START Data provided
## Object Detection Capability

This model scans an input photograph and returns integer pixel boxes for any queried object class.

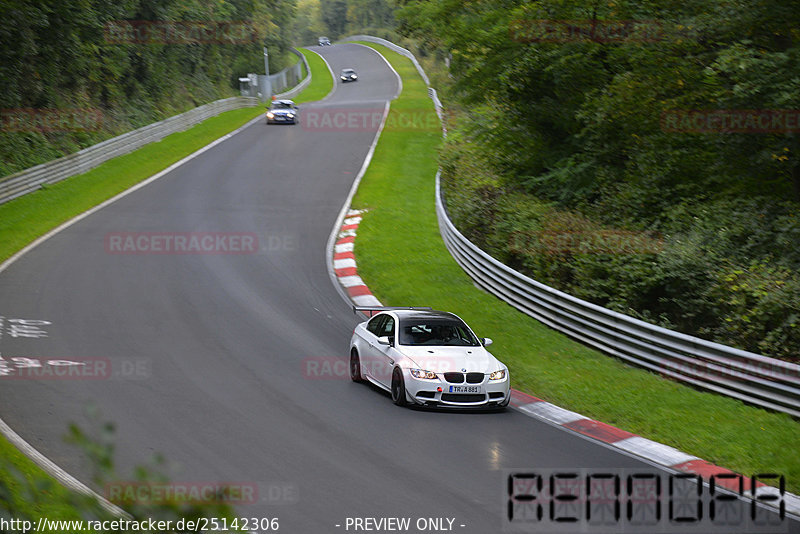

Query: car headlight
[409,369,438,380]
[489,369,506,380]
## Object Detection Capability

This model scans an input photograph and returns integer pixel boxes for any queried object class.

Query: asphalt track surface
[0,45,796,534]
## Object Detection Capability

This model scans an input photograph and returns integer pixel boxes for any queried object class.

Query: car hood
[400,345,503,374]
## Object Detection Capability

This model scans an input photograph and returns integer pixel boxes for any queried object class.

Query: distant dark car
[340,69,358,83]
[267,100,300,124]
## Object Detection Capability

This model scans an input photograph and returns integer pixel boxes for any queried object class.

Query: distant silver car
[339,69,358,83]
[267,100,300,124]
[350,306,511,408]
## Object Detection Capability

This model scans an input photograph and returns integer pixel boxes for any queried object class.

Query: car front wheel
[392,368,408,406]
[350,349,364,382]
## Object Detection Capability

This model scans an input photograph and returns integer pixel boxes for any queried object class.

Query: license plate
[450,386,481,393]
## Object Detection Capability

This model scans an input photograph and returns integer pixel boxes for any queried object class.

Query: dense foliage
[0,0,296,176]
[398,0,800,360]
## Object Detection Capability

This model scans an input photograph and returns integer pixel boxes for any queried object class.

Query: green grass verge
[0,53,333,261]
[295,48,333,102]
[0,50,333,519]
[346,43,800,493]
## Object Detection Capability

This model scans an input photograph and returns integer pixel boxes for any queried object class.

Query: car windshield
[399,318,480,347]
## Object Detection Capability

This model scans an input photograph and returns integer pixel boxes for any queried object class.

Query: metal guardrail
[0,50,311,204]
[348,35,800,417]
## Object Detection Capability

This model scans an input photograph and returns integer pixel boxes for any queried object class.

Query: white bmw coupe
[350,306,510,408]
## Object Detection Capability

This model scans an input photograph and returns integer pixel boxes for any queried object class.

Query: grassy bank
[346,43,800,493]
[0,50,333,519]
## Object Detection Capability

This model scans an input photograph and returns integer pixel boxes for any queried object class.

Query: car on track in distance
[339,69,358,83]
[350,306,510,409]
[267,100,300,124]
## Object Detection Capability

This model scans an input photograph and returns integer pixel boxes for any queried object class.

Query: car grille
[442,393,486,402]
[444,373,484,384]
[444,373,464,384]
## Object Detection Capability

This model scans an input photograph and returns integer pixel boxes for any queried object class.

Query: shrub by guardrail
[345,35,800,417]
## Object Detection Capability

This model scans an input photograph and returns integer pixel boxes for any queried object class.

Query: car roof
[384,310,461,321]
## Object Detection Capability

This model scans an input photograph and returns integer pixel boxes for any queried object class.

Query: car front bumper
[403,370,511,408]
[267,115,297,124]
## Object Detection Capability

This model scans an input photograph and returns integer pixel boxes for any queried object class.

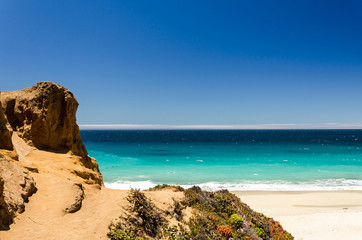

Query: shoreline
[232,190,362,240]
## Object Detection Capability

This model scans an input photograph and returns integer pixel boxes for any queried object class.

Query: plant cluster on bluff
[108,186,294,240]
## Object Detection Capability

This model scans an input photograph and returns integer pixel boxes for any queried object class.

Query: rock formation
[0,82,103,230]
[0,82,99,171]
[0,154,36,230]
[0,96,13,150]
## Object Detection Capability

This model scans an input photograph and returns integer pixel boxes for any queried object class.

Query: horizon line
[79,123,362,130]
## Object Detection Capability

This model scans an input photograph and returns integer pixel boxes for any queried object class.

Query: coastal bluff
[0,82,293,240]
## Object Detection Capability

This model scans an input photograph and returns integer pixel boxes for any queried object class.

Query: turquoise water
[81,130,362,190]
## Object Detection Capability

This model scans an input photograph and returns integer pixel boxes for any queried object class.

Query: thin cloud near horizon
[79,123,362,130]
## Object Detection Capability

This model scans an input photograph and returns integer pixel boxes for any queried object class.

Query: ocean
[81,130,362,191]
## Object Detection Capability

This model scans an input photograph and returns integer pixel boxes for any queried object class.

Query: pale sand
[0,149,183,240]
[233,191,362,240]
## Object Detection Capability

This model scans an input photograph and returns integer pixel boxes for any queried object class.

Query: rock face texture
[0,96,13,150]
[0,82,99,171]
[0,154,36,230]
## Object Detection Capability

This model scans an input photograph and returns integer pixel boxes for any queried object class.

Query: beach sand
[233,191,362,240]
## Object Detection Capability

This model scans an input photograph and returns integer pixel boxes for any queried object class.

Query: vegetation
[108,188,294,240]
[148,184,185,192]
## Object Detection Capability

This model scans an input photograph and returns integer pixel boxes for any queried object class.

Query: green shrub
[255,228,265,237]
[107,228,144,240]
[229,214,244,229]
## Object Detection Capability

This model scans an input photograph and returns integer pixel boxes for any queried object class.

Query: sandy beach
[233,191,362,240]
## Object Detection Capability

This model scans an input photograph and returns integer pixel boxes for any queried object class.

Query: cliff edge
[0,82,293,240]
[0,82,103,230]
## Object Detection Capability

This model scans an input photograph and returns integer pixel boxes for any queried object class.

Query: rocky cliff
[0,154,36,230]
[0,97,13,150]
[0,82,98,171]
[0,82,103,230]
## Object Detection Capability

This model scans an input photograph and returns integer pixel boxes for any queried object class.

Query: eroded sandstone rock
[0,82,99,172]
[0,96,13,150]
[0,154,36,230]
[64,183,84,213]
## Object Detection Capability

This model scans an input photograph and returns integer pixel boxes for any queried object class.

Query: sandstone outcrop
[64,183,84,213]
[0,96,13,150]
[0,82,99,172]
[0,154,36,230]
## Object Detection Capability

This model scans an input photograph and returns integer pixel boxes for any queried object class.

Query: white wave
[104,178,362,191]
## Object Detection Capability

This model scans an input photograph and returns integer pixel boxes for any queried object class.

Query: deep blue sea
[81,130,362,191]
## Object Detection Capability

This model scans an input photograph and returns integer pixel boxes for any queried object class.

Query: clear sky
[0,0,362,125]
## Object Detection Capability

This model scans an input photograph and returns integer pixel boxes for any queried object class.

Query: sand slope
[0,149,183,240]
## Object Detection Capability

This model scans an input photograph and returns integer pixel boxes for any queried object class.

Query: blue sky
[0,0,362,125]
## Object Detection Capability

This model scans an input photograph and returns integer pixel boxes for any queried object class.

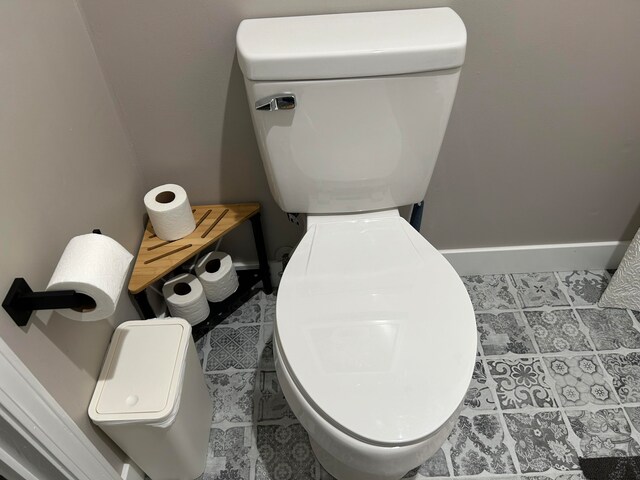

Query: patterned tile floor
[197,271,640,480]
END Data provided
■ What is being asked ■
Copy the records above from their start through the line that contains "[398,0,800,360]", keeping all the text, and increase every bounding-box coordinate by 79. Omit the pictures.

■ Answer in full ■
## Object Detection Capability

This model scans an input photograph and returns integer pixel boxes for any queried object class.


Query: car headlight
[488,448,517,459]
[568,448,585,459]
## Object Detection Capability

This model scans an input photograph and returns integer pixel boxes for any queried object class.

Query: asphalt track surface
[79,124,875,613]
## Object Detection Capability

This model scans an input photograph and returns integer pixel boxes for any queried object class.

Query: car hood
[479,424,582,453]
## Object Detection Capability

This model scans an input photograph and returns integer pixel boxes for any queried object class.

Query: distant dark car
[419,148,437,162]
[346,179,379,203]
## Object Detection Capability

This model scans an input photograph and returns integer pixel boxes for any queried object class.

Query: distant silver car
[418,148,437,162]
[346,179,379,203]
[429,385,590,487]
## Object Detection Capability

This model scans an input photograph and returns integer pixel boxes for any queried object class.

Query: car front wheel
[471,447,487,485]
[429,428,443,461]
## Object Detection Capability

This model scans an input photograph and returns integer pixel boxes for any queried object class.

Query: license plate
[529,465,560,472]
## Object Detection Capability

This model scans an input photograph and returns integer pixel boxes for any queried object class.

Query: dense foliage
[79,79,375,255]
[477,79,879,439]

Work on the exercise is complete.